» **SET EXERCISE**
Please pick out every line in the records below that contains the word "note", and copy each of those lines in full.

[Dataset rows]
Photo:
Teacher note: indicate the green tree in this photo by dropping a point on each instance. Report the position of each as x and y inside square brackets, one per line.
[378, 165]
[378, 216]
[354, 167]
--
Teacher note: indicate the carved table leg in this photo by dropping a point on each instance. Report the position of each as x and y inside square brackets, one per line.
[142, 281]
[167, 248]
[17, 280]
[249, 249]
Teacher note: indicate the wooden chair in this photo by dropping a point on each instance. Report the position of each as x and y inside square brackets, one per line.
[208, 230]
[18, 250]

» **RESPONSE TO THIS TASK**
Teacher note: indicate the green tree in this photo by dropping a point on each instance. Report the position of each as x and y inside square brackets, one per line.
Teacher note: indicate the carved table leg in this photo by dropping a point on each instance. Report the position of each as x and y inside square brackets, one per line.
Teacher note: indicate the wooden chair in this photo by dropping a point on each instance. Report the position of each as x and y inside square brackets, one per line.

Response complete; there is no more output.